Work to complete:
Quote the data below in full, please, without altering anything.
● ● ● ● ● ● ●
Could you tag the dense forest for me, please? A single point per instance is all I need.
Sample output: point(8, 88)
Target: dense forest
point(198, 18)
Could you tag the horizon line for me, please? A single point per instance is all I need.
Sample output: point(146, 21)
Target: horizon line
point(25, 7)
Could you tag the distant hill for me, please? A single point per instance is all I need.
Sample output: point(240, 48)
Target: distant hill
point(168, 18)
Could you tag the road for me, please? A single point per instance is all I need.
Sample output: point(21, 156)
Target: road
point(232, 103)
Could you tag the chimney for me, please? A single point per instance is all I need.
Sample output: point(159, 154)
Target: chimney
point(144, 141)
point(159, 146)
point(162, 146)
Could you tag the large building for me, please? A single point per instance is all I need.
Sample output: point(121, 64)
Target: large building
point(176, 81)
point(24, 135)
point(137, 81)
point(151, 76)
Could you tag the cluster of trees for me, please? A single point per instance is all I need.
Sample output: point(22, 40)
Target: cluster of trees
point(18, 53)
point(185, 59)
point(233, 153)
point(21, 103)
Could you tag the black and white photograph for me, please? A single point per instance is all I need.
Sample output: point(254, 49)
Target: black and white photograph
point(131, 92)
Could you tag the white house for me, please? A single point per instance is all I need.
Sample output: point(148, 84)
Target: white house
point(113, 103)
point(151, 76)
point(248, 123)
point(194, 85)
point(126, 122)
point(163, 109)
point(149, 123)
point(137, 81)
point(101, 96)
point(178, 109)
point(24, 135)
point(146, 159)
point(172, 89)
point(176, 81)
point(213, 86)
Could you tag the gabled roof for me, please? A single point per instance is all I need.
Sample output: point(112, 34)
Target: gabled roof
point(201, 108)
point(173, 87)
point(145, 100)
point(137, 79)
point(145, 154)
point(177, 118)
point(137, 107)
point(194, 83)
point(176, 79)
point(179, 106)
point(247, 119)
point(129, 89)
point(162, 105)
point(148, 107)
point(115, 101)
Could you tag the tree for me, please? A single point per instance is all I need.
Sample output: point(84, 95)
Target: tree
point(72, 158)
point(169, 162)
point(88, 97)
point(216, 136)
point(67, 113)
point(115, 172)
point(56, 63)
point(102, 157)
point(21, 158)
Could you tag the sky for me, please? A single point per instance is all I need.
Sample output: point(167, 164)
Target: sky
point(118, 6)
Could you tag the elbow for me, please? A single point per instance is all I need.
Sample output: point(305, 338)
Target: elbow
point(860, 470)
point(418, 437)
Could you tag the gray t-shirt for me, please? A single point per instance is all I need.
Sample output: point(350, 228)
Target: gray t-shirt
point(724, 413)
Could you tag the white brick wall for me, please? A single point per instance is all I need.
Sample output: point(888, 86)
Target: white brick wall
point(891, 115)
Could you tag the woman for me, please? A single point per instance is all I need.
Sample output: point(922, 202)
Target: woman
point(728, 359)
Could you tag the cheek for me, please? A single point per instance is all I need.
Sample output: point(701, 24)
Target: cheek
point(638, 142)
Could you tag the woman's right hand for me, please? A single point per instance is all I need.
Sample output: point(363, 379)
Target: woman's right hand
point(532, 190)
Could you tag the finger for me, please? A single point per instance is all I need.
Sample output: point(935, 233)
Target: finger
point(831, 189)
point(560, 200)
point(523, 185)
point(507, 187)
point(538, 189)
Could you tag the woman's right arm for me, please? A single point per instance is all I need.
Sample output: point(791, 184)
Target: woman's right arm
● ● ● ● ● ● ●
Written solution:
Could you tag the dense forest for me, please? A single point per instance is all I need.
Sample output: point(8, 88)
Target: dense forest
point(198, 18)
Could you tag the horizon line for me, please? A single point per instance is all I need.
Sample output: point(146, 21)
Target: horizon line
point(25, 7)
Could you tag the distant hill for me, please? A single point per instance is all I need.
Sample output: point(240, 48)
Target: distant hill
point(168, 18)
Could you tag the road for me, please? A single point per instance is all I need.
Sample output: point(21, 156)
Target: road
point(232, 103)
Could you tag the chimney for me, please? A single point per instance is all I need.
Sample output: point(159, 154)
Target: chimney
point(144, 141)
point(159, 146)
point(162, 146)
Could you tag the large building for me, please? A single point per instance is all I need.
Sample output: point(121, 64)
Target: large building
point(176, 81)
point(24, 135)
point(137, 81)
point(151, 76)
Could you tag the cluster of trees for me, please? A single point per instance is all I need.
Sample output: point(22, 40)
Target: cluster of trees
point(18, 53)
point(185, 59)
point(233, 153)
point(21, 103)
Could you tag the black and white photograph for me, please? A single point per instance is all I need.
Sample output: point(254, 49)
Target: black and white photograph
point(131, 92)
Could you tag the white house for me, please? A single point per instance is all I need.
Sample output: point(148, 84)
Target: white house
point(113, 103)
point(151, 76)
point(248, 123)
point(194, 85)
point(126, 122)
point(163, 109)
point(149, 123)
point(137, 81)
point(101, 96)
point(178, 109)
point(24, 135)
point(146, 159)
point(172, 89)
point(176, 81)
point(213, 86)
Could you tag the gabled roof for me, please? A single point per instance is all I need.
Sample output: point(112, 34)
Target: gabled roof
point(201, 108)
point(173, 87)
point(145, 100)
point(137, 79)
point(145, 154)
point(177, 118)
point(137, 107)
point(194, 83)
point(176, 79)
point(179, 106)
point(247, 119)
point(129, 89)
point(162, 105)
point(148, 107)
point(115, 101)
Could you tag the tree for me, please? A single point per instance is all I need.
Sample output: point(84, 95)
Target: tree
point(72, 158)
point(169, 162)
point(88, 97)
point(216, 136)
point(67, 113)
point(115, 172)
point(56, 63)
point(102, 157)
point(21, 158)
Could you tag the sky for me, please? A single point per instance is all I need.
Sample output: point(167, 164)
Target: sky
point(118, 6)
Could you tag the elbow for me, please? A single point per instance is all I need.
Sample output: point(305, 338)
Target: elbow
point(860, 470)
point(418, 437)
Could you tag the gray t-shirt for me, please? A single point per instance is all I need.
Sample output: point(350, 228)
Target: gray t-shirt
point(724, 413)
Could you tag the white brick wall for me, please? A single point per instance is all I need.
Sample output: point(888, 86)
Target: white brick wall
point(891, 115)
Could you tag the woman for me, please? A single point per instance is all I need.
Sample output: point(922, 202)
Target: woman
point(728, 359)
Could you tag the cheek for me, please? A single point per instance is all I need.
Sample output: point(701, 24)
Target: cheek
point(638, 142)
Could you tag the woman's right hand for me, please? A single point per instance is all I need.
Sample output: point(363, 379)
Target: woman's right hand
point(532, 190)
Could you tag the finger for me, please? A single point per instance is all I need.
Sample output: point(935, 233)
Target: finger
point(831, 189)
point(560, 200)
point(523, 185)
point(507, 187)
point(538, 189)
Could you tag the woman's right arm for me, please? A single point per instance is all I need.
Sample output: point(791, 184)
Target: woman's right arm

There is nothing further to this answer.